CONSIGNE - Pourriez-vous poursuivre le récit sur la fête de Timkat à Addis Abeba, à la suite de sa dernière phrase ?

TEXTE À LIRE -

Cette page fait partie d'un ensemble de trois textes sur l'Éthiopie, deux fêtes et une promenade :
Meskal
Au-dessus d'Addis
Timkat

Nicolas Deleau, professeur de lettres, vit maintenant à Addis Abeba.

Mis en ligne le 1er mai 2008.

© : Nicolas Deleau pour le texte et pour les images.


Timkat

La journée ne pouvait pas suffire. Peut-être suffire est-il une question de caractère, non de quantité. On voudrait ne pas dormir. Vie nocturne, quartiers de loupiotes. Il faut entrer dans ces bars sombres, entendre les chants et les danses traditionnelles sur le sol de terre battue des asmari bet ; goûter au poison du Katikala, cet alcool impensable et violent que l'on boit en silence dans des rades sans enseigne ni fenêtre, entre quatre murs de tôle tapissés de toile cirée et d'icônes orthodoxes ; il faut voir les quartiers populaires, ce patchwork de tôles colorées, froissées comme papier, dentelées de rouille, les entrées basses des bordels. Il faut passer quelque seuil et, sous le velours mité d'anciens dais, se faire petit, partager une bière, quelques mots, un sourire qui compense – prostituées, gueules cassées, déroutes.

À vous, dissous de musiques et d'alcools : je parle de grandeur.

Car c'est vous aussi que l'on croise le lendemain, pour Timkat – l'Épiphanie. Ici, ce n'est pas Noël qu'on fête.

C'est contre les collines du Nord, à quelques centaines de mètres de chez nous, qu'a lieu le grand rassemblement. De toute la ville, de régions éloignées parfois, on marche. Quelques gabis fatigués, quelques bas de pantalons couverts de poussière disent assez l'étendue de certains trajets. Un gigantesque terrain vague s'emplit tout le jour – silhouettes blanches, visages rayonnants, tenues d'apparat. Loin déjà, en rangées interminables, au bord des routes, contre les murs qui ceignent le terrain, des mendiants. Ils savent que ce jour ne leur refusera rien. On achète de fins cierges orange, une tige de roseau. On chante, avec ferveur ; on prie ; on salue un voisin, un parent perdu de vue, une connaissance. Il suffit de suivre le flot lent des marcheurs pour trouver l'entrée. Au loin, perdus au milieu de la foule, des dizaines de prêtres lèvent leurs grands bâtons de pèlerins, procèdent avec gravité aux rituels millénaires sous une forêt de parapluies brodés d'or, de croix d'argent, de bannières.

DONNÉES AFFICHÉES -
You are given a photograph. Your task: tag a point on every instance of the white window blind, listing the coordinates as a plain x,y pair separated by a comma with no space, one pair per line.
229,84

RÉPONSE PROPOSÉE -
Ils sont des dizaines de milliers, soulevant un vague et large nuage de poussière. Calmes, fervents, émus. La foule n'est pas dense ; on ne se colle pas les uns aux autres. Parfois, un corps sans âge, prostré. Au sol.

À l'écart, un groupe venu d'ailleurs, qu'une danse singulière désigne. Plus loin encore, un jeu passionne les plus jeunes : une cafetière de terre cuite est accrochée à une barre horizontale, au dessus des têtes, qu'un chanceux désigné au hasard va devoir dégommer d'un seul coup de bâton, les yeux bandés.

Ils sont des dizaines de milliers, affluent encore. La lumière baisse, teinte de feu les gabis des femmes, les visages que les prières couchent et relèvent comme une grosse houle tranquille. Les flancs des collines qui nous surplombent s'embrasent eux aussi ; puis tout devient bleu pâle. Les chants nous emplissent, plus purs, plus profonds à mesure que tombe le soir.

Ils sont des dizaines de milliers. Ils passeront la nuit là, sous les étoiles, dormant à même le sol d'herbe rase, emmitouflés dans leurs larges gabis de coton, éclairés par la lueur de leurs cierges, par quelques torches. Des tentes ont été montées pour les grands dignitaires religieux. Demain, ils prieront encore. Les plus fervents resteront là jusqu'à lundi.

On se laisse happer par les chants sans âge, d'une étrange évidence. Des chants simples, d'une douceur inouïe. Des chants venus de bien loin, qui semblent être arrivés là parce qu'ils nous attendaient – des chants plus hypnotiques encore que les claquements des mains qui les scandent. On écoute, de toute sa peau.

Je songe à la nuit de Meskal, à d'autres impressions, à la sensation ressentie alors de cérémonies cachées, jubilatoires, sauvages. Impression vague d'une ferveur commune, tout de même. D'un monde que le dernier siècle a rendu exsangue ; qui n'a tenu et ne tient encore que par des choses très anciennes – un socle de survivances, prégnantes, puissantes – mais déjà, en d'autres occasions, si souvent teintées de nostalgie.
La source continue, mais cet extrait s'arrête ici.